Цитируемый текст:
§ §

Неподвижный Рав лежал в больничной палате в окружении наших ближайших друзей, и мы, начиная Шаббат, были абсолютно уверены в том, что он полностью поправится. Но все же где-то внутри я испытывал неописуемо глубокое чувство боли, видя этого сильного, любящего, могучего человека в таком беспомощном состоянии – по крайней мере, таким он мне казался с ограниченной перспективы моего видения. Мы подняли веки Рава, пока он продолжал лежать в постели в коматозном состоянии. В его глазах была пустота. Какой бы страшной ни казалась мне эта картина, я все же видел тепло, которое излучало лицо отца, и чувство уверенности наполнило меня.

§ §

Фрагмент набора данных:
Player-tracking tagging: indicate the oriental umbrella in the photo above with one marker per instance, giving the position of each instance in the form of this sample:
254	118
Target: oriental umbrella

§ §

Задачи для решения:
A. Ответьте на вопросы по отрывку о Раве:
(i) Где лежал Рав и кто был рядом с ним?
(ii) Что было в глазах Рава, когда ему подняли веки?
(iii) Что излучало лицо отца?
B. Выпишите из отрывка о Раве все слова, которыми описаны качества человека, лежащего в беспомощном состоянии.
C. Напишите продолжение отрывка о Раве, начиная сразу после его последнего предложения.

Ответы по заданиям:
A.
(i) В больничной палате, в окружении ближайших друзей.
(ii) Пустота.
(iii) Тепло.

B. сильного, любящего, могучего

C.
Моя любимая мама обладает смелостью и состраданием, какими обладали величайшие библейские героини и праматери. Ее душа и доброта подобны ангельской. Она лучше всех в мире знает моего отца. Мать отказалась принимать то, что ей сказал нейрохирург. И не потому, что она все отрицала. Просто она знала, что за человек лежит в той палате. Моя мать пролила много горьких слез той ночью, но, несмотря на это, она успела позаботиться о комфорте и покое наших друзей. Часами она сидела в туалетной комнате, глядя через открытую дверь в больничную палату, чтобы удостовериться, что наши друзья смогли удобно расположиться на стульях возле постели Рава. Мое сердце было разбито. И все же я видел неописуемое величие. Оказавшись в ситуации, когда так нужна была помощь, моя мать поставила нужды других выше своих собственных.
Когда пятничное солнце на западе стало закатываться за горизонт, колоссальная энергия Шаббата проникла в комнату, и мы начали петь Леха Доди, знаменитый псалом, способный привлекать и удерживать прибывающую энергию, которую каббалисты называют Королевой Шаббата, – она является женским аспектом божественной силы.
Никогда до или после этой ночи мне не было так сложно петь Леха Доди. Я чувствовал абсолютную уверенность в учениях каббалы, верил в силу и величие своего отца и одновременно испытывал безутешную боль, которая щемила мое сердце и ранила душу – парадоксальное и противоречивое состояние, в котором я пребывал в тот момент.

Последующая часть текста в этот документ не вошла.